## TO DO
Transcribe all of the material exactly.

— Start ROWS —

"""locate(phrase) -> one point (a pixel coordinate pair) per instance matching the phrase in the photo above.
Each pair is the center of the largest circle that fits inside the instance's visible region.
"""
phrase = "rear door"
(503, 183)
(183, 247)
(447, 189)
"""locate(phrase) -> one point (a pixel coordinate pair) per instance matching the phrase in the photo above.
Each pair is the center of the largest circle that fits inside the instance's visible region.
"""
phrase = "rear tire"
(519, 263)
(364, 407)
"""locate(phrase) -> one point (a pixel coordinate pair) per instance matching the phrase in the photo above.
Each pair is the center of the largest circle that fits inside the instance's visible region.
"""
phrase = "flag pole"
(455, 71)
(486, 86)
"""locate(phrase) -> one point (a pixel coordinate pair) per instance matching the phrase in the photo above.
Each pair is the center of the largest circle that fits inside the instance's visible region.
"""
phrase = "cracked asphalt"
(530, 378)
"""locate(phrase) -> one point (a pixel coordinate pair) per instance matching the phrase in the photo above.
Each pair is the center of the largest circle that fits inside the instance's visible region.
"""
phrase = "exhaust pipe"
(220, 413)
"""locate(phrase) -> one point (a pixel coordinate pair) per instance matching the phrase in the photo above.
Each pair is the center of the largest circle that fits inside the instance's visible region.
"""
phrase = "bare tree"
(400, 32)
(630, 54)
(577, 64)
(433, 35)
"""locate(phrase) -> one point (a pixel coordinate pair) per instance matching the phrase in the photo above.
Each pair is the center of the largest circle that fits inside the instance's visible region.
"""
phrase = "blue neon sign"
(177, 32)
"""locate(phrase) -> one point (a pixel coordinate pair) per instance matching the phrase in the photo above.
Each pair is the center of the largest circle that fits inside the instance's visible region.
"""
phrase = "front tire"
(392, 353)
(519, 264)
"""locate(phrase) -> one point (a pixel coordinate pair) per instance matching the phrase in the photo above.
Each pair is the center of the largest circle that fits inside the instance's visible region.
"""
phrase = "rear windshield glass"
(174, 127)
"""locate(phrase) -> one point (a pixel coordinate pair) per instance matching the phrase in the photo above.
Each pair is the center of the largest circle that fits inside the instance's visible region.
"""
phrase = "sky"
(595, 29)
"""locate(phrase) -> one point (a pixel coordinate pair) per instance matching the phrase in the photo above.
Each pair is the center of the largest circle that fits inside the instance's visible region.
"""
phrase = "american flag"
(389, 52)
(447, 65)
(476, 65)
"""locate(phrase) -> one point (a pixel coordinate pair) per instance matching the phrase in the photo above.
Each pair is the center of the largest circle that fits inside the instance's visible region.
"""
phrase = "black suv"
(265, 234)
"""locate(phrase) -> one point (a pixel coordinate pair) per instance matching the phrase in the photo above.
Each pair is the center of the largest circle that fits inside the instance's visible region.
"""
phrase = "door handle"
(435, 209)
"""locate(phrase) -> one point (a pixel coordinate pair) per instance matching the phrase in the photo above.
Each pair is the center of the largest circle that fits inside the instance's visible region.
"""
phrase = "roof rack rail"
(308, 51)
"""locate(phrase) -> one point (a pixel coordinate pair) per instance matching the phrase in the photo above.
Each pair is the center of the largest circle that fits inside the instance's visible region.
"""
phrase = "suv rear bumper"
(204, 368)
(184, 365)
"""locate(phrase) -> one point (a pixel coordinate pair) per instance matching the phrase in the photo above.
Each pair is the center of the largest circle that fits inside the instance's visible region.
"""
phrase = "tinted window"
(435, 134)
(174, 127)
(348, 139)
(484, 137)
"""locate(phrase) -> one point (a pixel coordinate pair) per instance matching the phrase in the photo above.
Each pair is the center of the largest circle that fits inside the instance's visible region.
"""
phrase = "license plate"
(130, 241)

— End ROWS —

## SOLUTION FOR THIS EXERCISE
"""locate(phrase) -> one point (a pixel coordinate pair) per instance matching the phrase in the photo above.
Each pair is the center of the largest circle that fits inside the instance's visible region.
"""
phrase = "rear door"
(503, 183)
(183, 247)
(447, 189)
"""locate(phrase) -> one point (a pixel coordinate pair) per instance matching the phrase in the photo above.
Each pair is the center of the largest circle that fits inside the instance's visible region.
"""
phrase = "rear tire"
(519, 263)
(364, 407)
"""locate(phrase) -> one point (a pixel coordinate pair) per instance matching the phrase in the photo above.
Each pair is the center of the largest circle that fits inside the instance's visible region.
"""
phrase = "flag pole"
(455, 71)
(486, 86)
"""locate(phrase) -> one point (a pixel coordinate pair) per instance matching the phrase in the photo above.
Each pair is the center of the largest circle that fits inside the instance's visible region.
"""
phrase = "cracked asphalt"
(530, 378)
"""locate(phrase) -> one point (a pixel coordinate pair) per instance matching the phrase in the photo above.
Each pair is the center of the largest circle that fits inside the instance's visible region.
"""
phrase = "exhaust pipe"
(220, 413)
"""locate(phrase) -> one point (a pixel coordinate pair) per instance matching the phrase in the photo above.
Each pair is the center of the largest circle that fits inside the instance's visible region.
"""
phrase = "bare tree"
(400, 32)
(630, 54)
(577, 64)
(433, 35)
"""locate(phrase) -> one point (a pixel coordinate pair) per instance matching the phrase in the photo above.
Each pair is the center of the largest circle that fits inside the instance's visible region.
"""
phrase = "blue neon sign"
(177, 32)
"""locate(phrase) -> one point (a pixel coordinate pair) per instance matching the phrase in the photo above.
Each pair is the center of the largest circle that fits inside the instance's visible region.
"""
phrase = "front tire"
(392, 353)
(519, 264)
"""locate(phrase) -> one point (a pixel coordinate pair) per instance matching the phrase in the photo above.
Each pair is the center of the largest circle that fits inside the instance's visible region.
"""
phrase = "rear windshield glass"
(174, 127)
"""locate(phrase) -> one point (a pixel coordinate pair) per instance matching the phrase in the photo above.
Each pair is the center of the largest circle that fits inside the instance's visible region.
"""
phrase = "sky"
(595, 29)
"""locate(phrase) -> one point (a pixel coordinate pair) per instance matching the phrase in the photo above.
Each pair is the center of the largest circle that fits inside the instance's visible region.
"""
phrase = "american flag"
(389, 52)
(447, 65)
(476, 65)
"""locate(phrase) -> one point (a pixel coordinate pair) per instance matching the phrase in the photo above.
Each pair is the center of the largest circle that fits inside the instance's visible region.
"""
phrase = "black suv"
(265, 234)
"""locate(phrase) -> one point (a pixel coordinate pair) per instance matching the phrase in the photo above.
Each pair is the center of the largest circle that fits inside the instance's visible region.
"""
phrase = "door handle"
(435, 209)
"""locate(phrase) -> one point (a pixel coordinate pair) per instance matching the phrase in the photo above.
Each pair is the center of the largest circle that fits inside the instance's visible region.
"""
phrase = "roof rack rail"
(308, 51)
"""locate(phrase) -> one point (a pixel coordinate pair) per instance matching the phrase in the photo above.
Each pair is the center of the largest circle that fits inside the instance's visible region.
"""
phrase = "suv rear bumper"
(204, 368)
(184, 365)
"""locate(phrase) -> one point (a pixel coordinate pair) per instance matching the phrase in the photo above.
Each pair is the center of the largest circle that fits inside the instance's visible region.
"""
phrase = "tinted window"
(435, 134)
(174, 127)
(348, 139)
(484, 137)
"""locate(phrase) -> one point (a pixel coordinate pair) per instance matching the phrase in the photo above.
Each pair is the center of the largest circle that fits inside the instance's visible region.
"""
phrase = "license plate"
(130, 241)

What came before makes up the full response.